*出典*:
________________

お洒落なバーでもモリモリ食べたい
バーという新しい扉を叩くにあたり、僕にはひとつの懸念があった。それは「バーでご飯をモリモリ食べていいのか」ということだ。
話は10年前に遡る。当時社会人になりたての僕が上司に連れて行ってもらったバーが、冒頭で述べたようないわゆる本格派のバーだった。そこはあくまでお酒を楽しむ場であり、周囲の大人たちはミックスナッツをかじりながら黒ビールを飲み、チョコをつまみながらワインを飲んでいた。
ミックスナッツ
若かりし腹ペコの僕はその時どうしてもピザが食べたかったのだが、そんなシャレオツな雰囲気の中でひとりガッツリ重いものを食べるのが恥ずかしくて、ついに注文することはできなかった。
しかし、このままバーのムードに屈してピザを我慢し続ける一生なんて嫌だ。ムーディーな雰囲気も堪能する。なおかつ、ご飯もモリモリ食べる。それが両立できればバーの楽しさは倍になる。
というわけで今回は3軒のバーを巡り、それぞれの店で食べたいものを堂々と注文。ムーディーな雰囲気に負けることなく「バー飯」をモリモリ食べ歩いて、お腹も心も満たしたいと思う。
やってきたのは代官山のバー「One」
オープンしてまだ1年という大人のバーです
バーということで正装
同行の地主さんもジャケット着用
今回は、モリモリ食べることには定評がある地主さんにも同行してもらった。地主さんはバー初潜入ということでかなりテンションが上がっている様子。
ちなみに、ぼくも地主さんもいつになくカチっとした格好だ。バーに対する畏怖が過剰なフォーマルスタイルに表れている。

________________

*実施事項*:
1. 出典のうち「話は10年前に遡る。」で始まる段落を、主な事実を損なわずに、より短く書き改めてください。
2. バーでの食べ歩きを扱った出典の続きを、最後の文の後から引き継いで書いてください。

________________

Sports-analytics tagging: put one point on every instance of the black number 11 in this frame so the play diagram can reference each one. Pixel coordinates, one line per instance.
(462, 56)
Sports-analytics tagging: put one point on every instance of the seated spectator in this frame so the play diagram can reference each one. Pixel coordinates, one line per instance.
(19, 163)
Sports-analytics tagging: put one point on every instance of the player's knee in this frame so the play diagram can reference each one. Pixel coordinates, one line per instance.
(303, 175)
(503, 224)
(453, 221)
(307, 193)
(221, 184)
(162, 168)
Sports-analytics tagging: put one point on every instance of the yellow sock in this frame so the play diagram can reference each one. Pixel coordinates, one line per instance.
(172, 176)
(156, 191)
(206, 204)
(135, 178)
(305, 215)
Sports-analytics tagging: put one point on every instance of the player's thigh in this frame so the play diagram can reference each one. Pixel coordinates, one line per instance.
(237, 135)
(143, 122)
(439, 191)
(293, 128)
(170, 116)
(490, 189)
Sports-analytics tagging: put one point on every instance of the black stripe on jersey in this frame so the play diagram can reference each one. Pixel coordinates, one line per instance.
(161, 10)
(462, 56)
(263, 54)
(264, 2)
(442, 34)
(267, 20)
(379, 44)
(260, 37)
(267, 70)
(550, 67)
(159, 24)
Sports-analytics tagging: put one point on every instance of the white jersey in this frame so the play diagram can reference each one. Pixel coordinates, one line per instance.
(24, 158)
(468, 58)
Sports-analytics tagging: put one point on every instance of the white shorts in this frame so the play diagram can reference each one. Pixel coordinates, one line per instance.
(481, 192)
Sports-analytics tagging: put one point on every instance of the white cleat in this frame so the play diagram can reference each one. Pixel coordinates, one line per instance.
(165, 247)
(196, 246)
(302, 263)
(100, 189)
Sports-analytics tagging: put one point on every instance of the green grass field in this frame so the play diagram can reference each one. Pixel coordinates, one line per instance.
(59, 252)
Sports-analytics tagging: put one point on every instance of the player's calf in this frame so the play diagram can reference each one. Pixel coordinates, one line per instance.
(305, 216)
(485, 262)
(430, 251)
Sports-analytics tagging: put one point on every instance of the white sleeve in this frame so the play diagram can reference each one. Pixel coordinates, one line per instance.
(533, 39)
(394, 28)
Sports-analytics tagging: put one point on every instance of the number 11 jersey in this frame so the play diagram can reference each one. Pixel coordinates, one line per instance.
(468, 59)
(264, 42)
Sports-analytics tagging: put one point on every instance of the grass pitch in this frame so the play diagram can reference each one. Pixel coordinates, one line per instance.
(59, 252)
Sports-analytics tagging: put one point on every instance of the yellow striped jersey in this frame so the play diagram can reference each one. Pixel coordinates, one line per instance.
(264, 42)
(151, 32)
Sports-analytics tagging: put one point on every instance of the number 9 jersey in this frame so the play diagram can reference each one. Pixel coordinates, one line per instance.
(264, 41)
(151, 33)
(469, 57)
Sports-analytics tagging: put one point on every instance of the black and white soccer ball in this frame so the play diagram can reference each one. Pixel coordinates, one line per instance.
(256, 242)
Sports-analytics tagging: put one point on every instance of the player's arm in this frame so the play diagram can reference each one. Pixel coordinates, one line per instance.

________________

*課題別解答*:
1. 10年前、社会人になりたての僕は、上司に本格派のバーへ連れて行ってもらった。そこはお酒を楽しむ場で、周りの大人たちはミックスナッツをかじって黒ビールを飲み、チョコをつまんでワインを飲んでいた。

2.
ドキドキしながら入店。カウンターに案内される
ムーディーな酒のディスプレイ
ムーディーなカウンターの調度品
そして、かっこいいバーテンダー。ミスタームーディー
迫りくる怒涛のムーディー
カウンターに着くなり、四方八方から押し寄せるムーディー。ふだん松屋や白木屋などにばっかり行ってる我々にとって居心地がいい状況ではないが、緊張していることをかっこいいバーテンダーに悟られないよう注意しなくては。
まずはカクテルから「ギムレット」を注文
「あなたをイメージして作りました」(とは言われていない)
地主さんは「ホワイトレディ」をオーダー。たぶんネーミングの響きだけで選んでいる
最初のオーダーはカクテルのメニューからギムレットを注文した。ギムレットがどんな酒なのかは正直よく分かっていないが、なんとなく通っぽいので頼んでみたのだ。
「あ、おいしい」
「マスター、腕あげたね」(なんてことはもちろん言ってない)
日本一のカクテルに酔う
なお、おいしいギムレットを作ってくれたこのバーテンダーさん。じつはサントリーのカクテルコンペで日本一に輝いた実績をもつというすごい人である(奥のカウンターにいたおばさまが教えてくれた)。
そんな凄い人に向かって、いきがってよく分からない酒を注文してしまい何だか恥ずかしい。このあと正直に初心者であることを白状したら、お酒の楽しみ方を色々と教えてくれて、ぼくらのバーに対するコンプレックスを和らげてくれた。とてもいい人だ。日本一なのに、そんなことはちっとも鼻にかけない。
お通しのマカロニ。お洒落だがもっと食べたい
そんな優しいバーテンダーさんのおかげで気持ちがほぐれ、いつしか自然体でバーを楽しんでいる自分に気づく。今宵はいい夜になりそうだ。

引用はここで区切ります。